## What is being asked
Please answer from the text about Richard Macksey: with whom did he co-found the school of medicine's Office of Cultural Affairs?
** Source document follows **
Former Johns Hopkin University President Milton S. Eisenhower would say with wide-eyed wonder — and without a hint of hyperbole — “Dick Macksey knows everything.”
Generations of students in the school of medicine and on the Homewood campus readily would agree with that assessment of the extraordinary breadth of knowledge that Richard A. Macksey effortlessly displayed. Macksey (faculty, history of medicine, 1977–2009) died on July 22, 2019. He was 87.
As a professor of humanities in the Krieger School of Arts and Sciences, where he fostered creation of what now is the Department of Comparative Thought and Literature, Macksey co-founded with neurosurgeon George Udvarhelyi (1920–2010) the school of medicine’s Office of Cultural Affairs, a unique initiative uniting Homewood and East Baltimore.
Macksey and Udvarhelyi brought an astonishing array of internationally renowned scientists, authors, musicians and other performers to Turner Auditorium for informal “conversations.”
Macksey “really blazed a path between the two campuses that many people have been able to follow since, which draws closer together the relevance between the humanities and medicine in the 21st century,” says Jeremy Greene, director of the Institute of the History of Medicine.
** End of Source document **
** Raw data follows **
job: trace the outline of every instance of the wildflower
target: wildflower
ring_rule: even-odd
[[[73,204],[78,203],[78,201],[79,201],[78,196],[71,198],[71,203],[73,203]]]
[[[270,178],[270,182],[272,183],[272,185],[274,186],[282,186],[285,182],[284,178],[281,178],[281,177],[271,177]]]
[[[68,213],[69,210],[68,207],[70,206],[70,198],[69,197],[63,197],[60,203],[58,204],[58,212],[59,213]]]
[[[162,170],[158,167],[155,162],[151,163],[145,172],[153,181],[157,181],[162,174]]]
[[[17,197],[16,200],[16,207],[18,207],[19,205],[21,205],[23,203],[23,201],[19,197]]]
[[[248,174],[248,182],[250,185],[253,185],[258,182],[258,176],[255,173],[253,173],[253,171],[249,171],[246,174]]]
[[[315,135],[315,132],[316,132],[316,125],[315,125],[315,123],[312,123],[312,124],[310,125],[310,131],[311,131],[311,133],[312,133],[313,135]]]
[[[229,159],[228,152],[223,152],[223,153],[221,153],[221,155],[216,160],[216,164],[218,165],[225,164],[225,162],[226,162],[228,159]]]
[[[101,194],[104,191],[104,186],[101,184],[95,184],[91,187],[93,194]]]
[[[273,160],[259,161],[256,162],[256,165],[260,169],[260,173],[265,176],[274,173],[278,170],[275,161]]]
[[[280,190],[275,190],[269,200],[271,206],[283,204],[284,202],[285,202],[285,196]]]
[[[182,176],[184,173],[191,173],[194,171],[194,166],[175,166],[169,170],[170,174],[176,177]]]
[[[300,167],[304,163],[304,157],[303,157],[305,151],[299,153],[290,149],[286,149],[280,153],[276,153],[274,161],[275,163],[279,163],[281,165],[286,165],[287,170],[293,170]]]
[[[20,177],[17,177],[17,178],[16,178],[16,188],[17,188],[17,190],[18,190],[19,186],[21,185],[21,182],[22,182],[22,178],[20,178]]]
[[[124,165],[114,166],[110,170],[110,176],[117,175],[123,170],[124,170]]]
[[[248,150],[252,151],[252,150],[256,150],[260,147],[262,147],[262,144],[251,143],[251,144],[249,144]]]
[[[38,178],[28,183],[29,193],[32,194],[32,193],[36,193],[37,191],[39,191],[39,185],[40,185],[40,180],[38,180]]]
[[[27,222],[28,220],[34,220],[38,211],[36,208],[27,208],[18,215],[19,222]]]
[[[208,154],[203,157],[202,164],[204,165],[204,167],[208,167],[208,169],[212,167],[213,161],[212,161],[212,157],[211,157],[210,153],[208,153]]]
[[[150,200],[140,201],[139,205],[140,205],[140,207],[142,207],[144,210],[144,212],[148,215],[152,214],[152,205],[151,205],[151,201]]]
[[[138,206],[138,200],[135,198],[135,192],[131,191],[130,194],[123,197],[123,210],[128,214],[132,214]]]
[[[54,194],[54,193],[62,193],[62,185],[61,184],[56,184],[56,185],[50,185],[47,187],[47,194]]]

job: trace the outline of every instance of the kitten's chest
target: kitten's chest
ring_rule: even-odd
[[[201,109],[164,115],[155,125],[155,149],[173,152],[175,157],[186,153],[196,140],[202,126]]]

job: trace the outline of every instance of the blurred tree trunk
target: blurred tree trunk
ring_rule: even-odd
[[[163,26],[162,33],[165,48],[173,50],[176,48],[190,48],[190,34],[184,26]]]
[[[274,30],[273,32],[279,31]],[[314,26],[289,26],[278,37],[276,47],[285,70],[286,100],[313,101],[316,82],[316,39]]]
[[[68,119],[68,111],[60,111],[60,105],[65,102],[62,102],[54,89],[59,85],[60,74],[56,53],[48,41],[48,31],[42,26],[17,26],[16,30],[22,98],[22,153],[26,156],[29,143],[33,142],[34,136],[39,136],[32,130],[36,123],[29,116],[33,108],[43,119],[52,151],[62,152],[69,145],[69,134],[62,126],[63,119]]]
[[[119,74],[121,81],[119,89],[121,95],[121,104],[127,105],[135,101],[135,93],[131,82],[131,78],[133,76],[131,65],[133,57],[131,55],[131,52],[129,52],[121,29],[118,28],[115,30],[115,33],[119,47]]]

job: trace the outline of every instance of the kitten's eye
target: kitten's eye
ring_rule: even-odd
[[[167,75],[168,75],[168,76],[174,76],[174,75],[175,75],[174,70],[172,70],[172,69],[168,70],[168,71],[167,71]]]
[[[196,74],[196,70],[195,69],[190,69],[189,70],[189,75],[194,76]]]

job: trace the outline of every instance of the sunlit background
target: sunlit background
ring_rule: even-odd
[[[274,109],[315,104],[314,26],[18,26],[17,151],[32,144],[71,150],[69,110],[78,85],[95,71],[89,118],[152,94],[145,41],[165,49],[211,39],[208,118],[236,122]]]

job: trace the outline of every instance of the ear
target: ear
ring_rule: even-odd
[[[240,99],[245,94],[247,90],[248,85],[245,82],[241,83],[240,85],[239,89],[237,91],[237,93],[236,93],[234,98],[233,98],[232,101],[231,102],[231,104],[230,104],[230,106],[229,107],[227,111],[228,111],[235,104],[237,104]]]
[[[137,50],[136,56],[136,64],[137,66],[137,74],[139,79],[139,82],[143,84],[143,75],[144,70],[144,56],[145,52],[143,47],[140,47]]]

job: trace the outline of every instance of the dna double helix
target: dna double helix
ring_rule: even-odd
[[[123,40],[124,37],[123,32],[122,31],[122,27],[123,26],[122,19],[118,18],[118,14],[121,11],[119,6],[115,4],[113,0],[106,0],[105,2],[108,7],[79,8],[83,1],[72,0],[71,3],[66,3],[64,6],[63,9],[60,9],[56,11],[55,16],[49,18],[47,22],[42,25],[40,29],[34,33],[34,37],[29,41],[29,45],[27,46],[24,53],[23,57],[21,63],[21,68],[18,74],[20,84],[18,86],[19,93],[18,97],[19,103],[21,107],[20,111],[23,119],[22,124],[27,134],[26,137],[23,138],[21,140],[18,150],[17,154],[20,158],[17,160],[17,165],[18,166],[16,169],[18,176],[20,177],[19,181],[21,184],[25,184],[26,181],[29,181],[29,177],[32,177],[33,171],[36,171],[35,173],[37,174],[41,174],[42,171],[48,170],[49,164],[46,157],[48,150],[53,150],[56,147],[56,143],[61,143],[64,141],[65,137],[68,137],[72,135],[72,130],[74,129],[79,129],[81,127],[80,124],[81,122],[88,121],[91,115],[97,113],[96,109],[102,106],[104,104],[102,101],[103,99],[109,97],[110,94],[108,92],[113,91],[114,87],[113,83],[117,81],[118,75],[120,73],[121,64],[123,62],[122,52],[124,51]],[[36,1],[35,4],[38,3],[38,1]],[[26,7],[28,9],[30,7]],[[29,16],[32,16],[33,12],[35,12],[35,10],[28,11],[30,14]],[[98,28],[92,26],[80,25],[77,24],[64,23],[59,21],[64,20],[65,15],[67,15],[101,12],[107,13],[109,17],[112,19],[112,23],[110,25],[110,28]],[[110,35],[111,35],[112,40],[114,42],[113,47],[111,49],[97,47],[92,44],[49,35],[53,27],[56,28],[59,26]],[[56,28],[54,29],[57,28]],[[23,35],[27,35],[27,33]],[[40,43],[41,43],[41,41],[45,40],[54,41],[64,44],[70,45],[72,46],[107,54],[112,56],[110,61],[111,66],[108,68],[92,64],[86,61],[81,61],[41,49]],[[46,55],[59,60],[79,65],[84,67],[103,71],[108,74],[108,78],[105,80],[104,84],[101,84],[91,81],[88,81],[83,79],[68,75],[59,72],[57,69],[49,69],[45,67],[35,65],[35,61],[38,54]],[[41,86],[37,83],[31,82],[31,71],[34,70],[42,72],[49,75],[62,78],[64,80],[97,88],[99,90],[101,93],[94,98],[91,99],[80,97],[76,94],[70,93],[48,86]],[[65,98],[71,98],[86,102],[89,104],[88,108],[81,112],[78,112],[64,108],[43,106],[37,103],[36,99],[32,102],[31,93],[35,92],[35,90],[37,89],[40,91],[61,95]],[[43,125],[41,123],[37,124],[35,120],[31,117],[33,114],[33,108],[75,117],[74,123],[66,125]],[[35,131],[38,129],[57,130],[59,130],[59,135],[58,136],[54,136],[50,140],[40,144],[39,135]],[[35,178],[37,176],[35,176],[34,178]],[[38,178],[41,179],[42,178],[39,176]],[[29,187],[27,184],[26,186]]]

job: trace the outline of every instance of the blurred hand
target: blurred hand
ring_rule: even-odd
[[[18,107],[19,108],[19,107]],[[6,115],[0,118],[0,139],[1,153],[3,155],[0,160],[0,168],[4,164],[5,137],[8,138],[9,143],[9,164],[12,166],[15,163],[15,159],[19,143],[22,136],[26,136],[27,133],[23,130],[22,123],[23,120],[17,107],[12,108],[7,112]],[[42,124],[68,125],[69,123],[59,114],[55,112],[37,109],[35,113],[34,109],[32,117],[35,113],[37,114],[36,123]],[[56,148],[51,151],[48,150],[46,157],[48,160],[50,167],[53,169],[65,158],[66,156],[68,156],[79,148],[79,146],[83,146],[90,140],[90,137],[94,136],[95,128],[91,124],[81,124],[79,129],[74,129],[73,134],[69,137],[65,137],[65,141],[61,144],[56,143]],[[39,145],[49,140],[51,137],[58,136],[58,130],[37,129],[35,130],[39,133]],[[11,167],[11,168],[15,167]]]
** End of Raw data **
## Reply
Neurosurgeon George Udvarhelyi.